Exercise: Would you print every entry exactly as it appears?

Provided data:
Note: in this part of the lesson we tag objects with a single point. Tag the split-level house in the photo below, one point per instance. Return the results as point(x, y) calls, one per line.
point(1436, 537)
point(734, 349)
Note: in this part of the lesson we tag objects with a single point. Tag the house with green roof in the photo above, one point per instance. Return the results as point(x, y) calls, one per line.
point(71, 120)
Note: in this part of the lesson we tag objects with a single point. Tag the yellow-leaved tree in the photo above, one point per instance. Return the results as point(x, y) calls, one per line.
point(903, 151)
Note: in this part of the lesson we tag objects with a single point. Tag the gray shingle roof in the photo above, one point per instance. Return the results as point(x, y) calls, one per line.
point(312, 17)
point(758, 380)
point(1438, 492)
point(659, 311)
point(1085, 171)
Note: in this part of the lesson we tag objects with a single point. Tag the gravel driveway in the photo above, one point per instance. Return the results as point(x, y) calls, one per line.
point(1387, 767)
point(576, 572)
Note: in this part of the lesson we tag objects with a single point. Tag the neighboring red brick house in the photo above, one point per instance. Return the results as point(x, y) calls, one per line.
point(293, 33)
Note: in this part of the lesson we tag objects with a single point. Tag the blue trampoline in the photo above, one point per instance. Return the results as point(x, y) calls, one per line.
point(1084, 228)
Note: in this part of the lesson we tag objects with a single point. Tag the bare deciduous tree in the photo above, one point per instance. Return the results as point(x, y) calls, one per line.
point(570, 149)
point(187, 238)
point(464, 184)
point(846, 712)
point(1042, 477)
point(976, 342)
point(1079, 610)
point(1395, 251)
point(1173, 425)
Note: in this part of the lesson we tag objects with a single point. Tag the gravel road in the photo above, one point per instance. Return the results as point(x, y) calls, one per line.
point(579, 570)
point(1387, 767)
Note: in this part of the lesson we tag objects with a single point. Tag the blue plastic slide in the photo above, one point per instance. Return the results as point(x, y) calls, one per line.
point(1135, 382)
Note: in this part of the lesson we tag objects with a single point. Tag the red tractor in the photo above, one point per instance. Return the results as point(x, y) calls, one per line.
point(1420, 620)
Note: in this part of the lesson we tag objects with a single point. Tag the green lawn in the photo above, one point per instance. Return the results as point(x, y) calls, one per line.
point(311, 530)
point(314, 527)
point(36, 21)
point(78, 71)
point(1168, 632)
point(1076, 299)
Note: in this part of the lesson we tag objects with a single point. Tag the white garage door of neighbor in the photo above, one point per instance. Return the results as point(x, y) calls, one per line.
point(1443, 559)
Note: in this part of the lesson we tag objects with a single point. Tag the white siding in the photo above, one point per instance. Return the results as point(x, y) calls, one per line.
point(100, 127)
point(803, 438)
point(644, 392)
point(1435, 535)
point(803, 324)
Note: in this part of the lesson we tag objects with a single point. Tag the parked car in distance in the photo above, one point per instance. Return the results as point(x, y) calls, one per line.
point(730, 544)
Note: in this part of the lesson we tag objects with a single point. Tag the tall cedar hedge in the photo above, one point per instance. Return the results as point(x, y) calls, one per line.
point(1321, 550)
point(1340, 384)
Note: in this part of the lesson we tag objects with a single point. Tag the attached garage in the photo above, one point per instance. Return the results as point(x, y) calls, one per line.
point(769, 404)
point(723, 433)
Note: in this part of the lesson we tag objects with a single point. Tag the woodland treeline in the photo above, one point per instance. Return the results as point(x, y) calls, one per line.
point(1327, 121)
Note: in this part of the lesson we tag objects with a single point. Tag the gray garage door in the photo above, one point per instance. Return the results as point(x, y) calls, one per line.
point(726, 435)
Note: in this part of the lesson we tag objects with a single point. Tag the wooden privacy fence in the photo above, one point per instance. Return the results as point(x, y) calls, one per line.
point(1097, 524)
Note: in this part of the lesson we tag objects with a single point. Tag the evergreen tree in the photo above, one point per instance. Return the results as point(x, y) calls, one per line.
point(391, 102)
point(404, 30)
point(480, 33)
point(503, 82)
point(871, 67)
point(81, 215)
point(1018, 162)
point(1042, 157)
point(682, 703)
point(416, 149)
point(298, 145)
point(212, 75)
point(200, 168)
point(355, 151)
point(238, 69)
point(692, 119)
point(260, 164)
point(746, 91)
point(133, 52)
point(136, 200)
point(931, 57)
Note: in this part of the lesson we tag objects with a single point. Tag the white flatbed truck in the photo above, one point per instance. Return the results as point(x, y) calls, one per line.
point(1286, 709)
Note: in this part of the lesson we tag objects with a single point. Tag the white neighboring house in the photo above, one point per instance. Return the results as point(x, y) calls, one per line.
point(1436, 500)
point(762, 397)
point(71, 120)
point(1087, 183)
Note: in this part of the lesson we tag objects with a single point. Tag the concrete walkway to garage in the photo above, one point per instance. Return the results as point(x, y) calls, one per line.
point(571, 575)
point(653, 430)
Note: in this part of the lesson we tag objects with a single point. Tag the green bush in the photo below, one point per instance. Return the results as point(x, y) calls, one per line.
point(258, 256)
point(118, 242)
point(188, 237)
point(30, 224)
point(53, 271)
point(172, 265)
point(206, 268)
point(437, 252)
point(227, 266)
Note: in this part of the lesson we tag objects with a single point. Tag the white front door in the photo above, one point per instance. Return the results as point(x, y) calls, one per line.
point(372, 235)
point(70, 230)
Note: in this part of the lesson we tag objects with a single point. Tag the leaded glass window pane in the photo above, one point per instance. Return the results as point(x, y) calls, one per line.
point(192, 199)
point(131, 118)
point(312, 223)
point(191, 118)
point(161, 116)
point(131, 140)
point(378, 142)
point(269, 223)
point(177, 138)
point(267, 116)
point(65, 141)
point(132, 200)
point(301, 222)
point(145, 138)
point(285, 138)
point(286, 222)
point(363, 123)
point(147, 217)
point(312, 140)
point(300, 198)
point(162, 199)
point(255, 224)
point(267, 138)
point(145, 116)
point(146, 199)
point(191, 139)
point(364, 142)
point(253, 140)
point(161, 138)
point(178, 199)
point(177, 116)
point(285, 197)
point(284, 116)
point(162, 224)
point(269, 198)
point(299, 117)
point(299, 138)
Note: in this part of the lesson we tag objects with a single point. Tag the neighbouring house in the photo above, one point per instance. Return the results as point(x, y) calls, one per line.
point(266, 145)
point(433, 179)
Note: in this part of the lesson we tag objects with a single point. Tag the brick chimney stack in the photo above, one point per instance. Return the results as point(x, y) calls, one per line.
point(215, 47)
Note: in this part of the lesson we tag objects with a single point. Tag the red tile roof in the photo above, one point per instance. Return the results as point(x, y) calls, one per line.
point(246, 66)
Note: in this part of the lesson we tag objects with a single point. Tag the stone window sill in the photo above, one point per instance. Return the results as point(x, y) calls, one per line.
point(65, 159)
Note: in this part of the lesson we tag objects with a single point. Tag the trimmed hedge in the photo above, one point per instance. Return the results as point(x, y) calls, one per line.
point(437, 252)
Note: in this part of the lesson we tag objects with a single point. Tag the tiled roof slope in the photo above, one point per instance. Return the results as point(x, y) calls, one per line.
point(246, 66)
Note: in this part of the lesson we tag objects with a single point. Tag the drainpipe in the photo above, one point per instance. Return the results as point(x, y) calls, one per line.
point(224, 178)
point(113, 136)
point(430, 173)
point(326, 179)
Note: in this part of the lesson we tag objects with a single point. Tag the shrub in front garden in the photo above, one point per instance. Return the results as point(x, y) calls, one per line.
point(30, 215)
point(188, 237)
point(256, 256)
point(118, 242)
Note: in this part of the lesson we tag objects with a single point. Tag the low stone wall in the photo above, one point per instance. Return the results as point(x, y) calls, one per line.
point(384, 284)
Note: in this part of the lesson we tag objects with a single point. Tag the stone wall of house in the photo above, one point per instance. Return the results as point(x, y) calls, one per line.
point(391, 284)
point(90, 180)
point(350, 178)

Exercise output:
Note: in this part of the lesson we tag objects with a single point. Tag the split-level house in the photo below, one point per instance. Return the results as point(x, y) calls, one per line.
point(1436, 537)
point(734, 349)
Note: in this part of the lesson we tag objects with a single point. Tag the house with green roof in the photo above, one point per instance. Return the results as point(x, y) calls, one per line.
point(71, 120)
Note: in this part of the lesson we tag objects with a single point. Tag the yellow-leaved tree in the photo above, one point per instance. Return the results as point(x, y) calls, one per line.
point(903, 151)
Note: in this part of the lesson we tag objects with a single point. Tag the gray shingle roof in the photo above, one point per instance. Return the results as point(x, y) calls, one per line.
point(312, 17)
point(758, 380)
point(1438, 492)
point(659, 311)
point(1085, 171)
Note: in this part of the lesson we tag objects with a single point. Tag the gravel driveway in the photo above, one point per instance. Return the results as point(x, y) calls, one per line.
point(1387, 767)
point(576, 572)
Note: in this part of the lesson we tag objects with a single point. Tag the neighboring red brick house in the photo above, one point per instance. Return the results as point(x, y) calls, one per line.
point(293, 33)
Note: in this part of the lesson we tag objects with a single point. Tag the blue trampoline in the photo above, one point per instance. Return the results as point(x, y) calls, one per line.
point(1084, 228)
Note: in this part of the lesson we tag objects with a single point. Tag the bare deciduous tree in the photo above, one point per instance. Return the results as point(x, y) calls, one per line.
point(570, 149)
point(187, 238)
point(464, 184)
point(846, 712)
point(1042, 477)
point(976, 342)
point(1079, 610)
point(1395, 251)
point(1173, 425)
Note: in this part of the lesson we tag objects with a single point. Tag the gravel road in the photo above, one point per instance. Return the results as point(x, y) calls, one per line.
point(579, 570)
point(1387, 767)
Note: in this part of the lesson we tag objects with a single point. Tag the blue plastic slide in the photo above, one point per instance. Return the results as point(x, y) calls, one per line.
point(1135, 382)
Note: in this part of the lesson we tag objects with a single point. Tag the red tractor in the photo above, one point per instance. Return the results as point(x, y) calls, one per line.
point(1420, 620)
Note: in this part of the lesson we tag objects with a single point. Tag the green lawn in the photo above, one point per instance. Return the results as point(x, y) calls, one per line.
point(311, 530)
point(314, 527)
point(36, 21)
point(78, 71)
point(1168, 632)
point(1076, 299)
Note: in this part of the lesson we tag objects with a single point. Tag the white garage door of neighbor in the photo above, one point per instance. Return the results as point(x, y) calls, one per line.
point(1443, 559)
Note: in this part of the lesson we tag objects with a single point. Tag the white siding in the photo above, one point per instance. Return the results as point(x, y) calls, one per line.
point(100, 127)
point(803, 438)
point(644, 392)
point(1435, 535)
point(803, 324)
Note: in this part of the lesson we tag objects with a single point. Tag the parked car in distance in the photo above, one point per instance. Return the results as point(x, y) calls, one per line.
point(730, 544)
Note: in this part of the lesson we tag objects with a single point. Tag the tall cedar hedge in the photo above, one point per instance. Return the results as point(x, y) calls, one per line.
point(1321, 550)
point(1340, 384)
Note: in this part of the lesson we tag objects with a single point. Tag the attached garage in the photo above, one point per instance. Return the results as point(x, y) calls, one per line.
point(769, 404)
point(723, 433)
Note: in this part of the lesson we tag objects with a single point. Tag the woodland treeline in the photo above, one point per instance. Return the results as point(x, y) calls, one per line.
point(1327, 121)
Note: in this part of the lesson we tag objects with a single point. Tag the gray garage door in the photo above, one point per instance. Return the results as point(x, y) calls, one per line.
point(726, 435)
Note: in this part of the lesson we tag objects with a single point. Tag the wooden privacy fence in the photo above, one point per instance. Return the results as point(x, y) calls, one per line.
point(1097, 524)
Note: in this part of the lesson we tag objects with a single point. Tag the evergreen tree in the photo above, one point per instance. Return the results as point(x, y) calls, one per line.
point(391, 102)
point(404, 30)
point(480, 33)
point(503, 82)
point(871, 67)
point(81, 215)
point(1018, 162)
point(1042, 157)
point(682, 703)
point(416, 149)
point(298, 145)
point(212, 75)
point(200, 168)
point(355, 151)
point(238, 69)
point(692, 119)
point(260, 164)
point(746, 91)
point(133, 52)
point(136, 200)
point(931, 57)
Note: in this part of the lesson we tag objects with a single point. Tag the white flatbed truck in the photo above, one point per instance. Return the results as point(x, y) calls, one per line.
point(1286, 709)
Note: in this part of the lesson we tag objects with a single point. Tag the white neighboring house in the photo above, one point per instance. Return the results as point(x, y) calls, one per line.
point(1436, 500)
point(762, 397)
point(71, 120)
point(1087, 183)
Note: in this part of the lesson we tag objects with a single point. Tag the concrete walkway to garage in the photo above, one point per instance. Return the results as point(x, y) calls, one per line.
point(571, 575)
point(653, 430)
Note: in this part of the lesson we tag objects with a single point. Tag the green bush in the photo below, one point per instance. Return the results as point(x, y) calls, one per line.
point(258, 256)
point(118, 242)
point(188, 237)
point(30, 224)
point(53, 271)
point(172, 265)
point(206, 268)
point(437, 252)
point(227, 266)
Note: in this part of the lesson we tag objects with a single point. Tag the white front door in the photo above, one point per instance. Return the results as point(x, y) calls, one per line.
point(372, 235)
point(70, 230)
Note: in this part of the lesson we tag objects with a single point. Tag the leaded glass window pane in the photo above, one point per instance. Return the results as point(x, y) calls, one per line.
point(192, 199)
point(131, 118)
point(312, 223)
point(191, 118)
point(161, 116)
point(131, 140)
point(378, 142)
point(269, 223)
point(177, 138)
point(267, 116)
point(65, 141)
point(132, 200)
point(301, 222)
point(145, 138)
point(285, 138)
point(286, 222)
point(363, 123)
point(147, 217)
point(312, 140)
point(300, 198)
point(162, 199)
point(255, 224)
point(267, 138)
point(145, 116)
point(146, 199)
point(191, 139)
point(364, 142)
point(253, 140)
point(161, 138)
point(178, 199)
point(177, 116)
point(285, 197)
point(284, 116)
point(162, 224)
point(269, 198)
point(299, 117)
point(299, 138)
Note: in this part of the lesson we tag objects with a single point. Tag the neighbouring house in the photo above, one point per instance. Return the results as point(x, y) calls, one per line.
point(266, 145)
point(433, 179)
Note: in this part of the lesson we tag objects with a single point. Tag the brick chimney stack in the photo above, one point per instance. Return the results as point(x, y) calls, one per line.
point(215, 47)
Note: in this part of the lesson we tag objects with a single point. Tag the red tile roof in the photo above, one point per instance. Return the results as point(x, y) calls, one per line.
point(246, 66)
Note: in this part of the lesson we tag objects with a single point. Tag the stone window sill in the photo above, one point per instance. Return the results as point(x, y) calls, one per line.
point(65, 159)
Note: in this part of the lesson we tag objects with a single point. Tag the trimmed hedge in the photo above, one point per instance. Return the results as point(x, y) calls, one per line.
point(437, 252)
Note: in this part of the lesson we tag objects with a single point. Tag the tiled roof slope in the photo above, one point per instance. Return the results as point(x, y) calls, one per line.
point(246, 66)
Note: in this part of the lesson we tag objects with a single point. Tag the drainpipe in the photo above, one point per instance. Return the results as point(x, y) calls, one per line.
point(224, 178)
point(113, 136)
point(430, 173)
point(326, 179)
Note: in this part of the lesson we tag objects with a single point. Tag the shrub in front garden in the photo above, one point per instance. Return the results as point(x, y) calls, one per line.
point(30, 215)
point(188, 237)
point(256, 256)
point(118, 242)
Note: in this part of the lesson we tag objects with a single point. Tag the low stone wall in the photo above, one point per instance. Return the results as point(x, y) calls, one per line.
point(384, 284)
Note: in this part of the lesson we tag objects with a single point. Tag the stone wall of house in the photo above, one point per instance. Return the results as point(x, y) calls, one per line.
point(391, 284)
point(90, 180)
point(350, 178)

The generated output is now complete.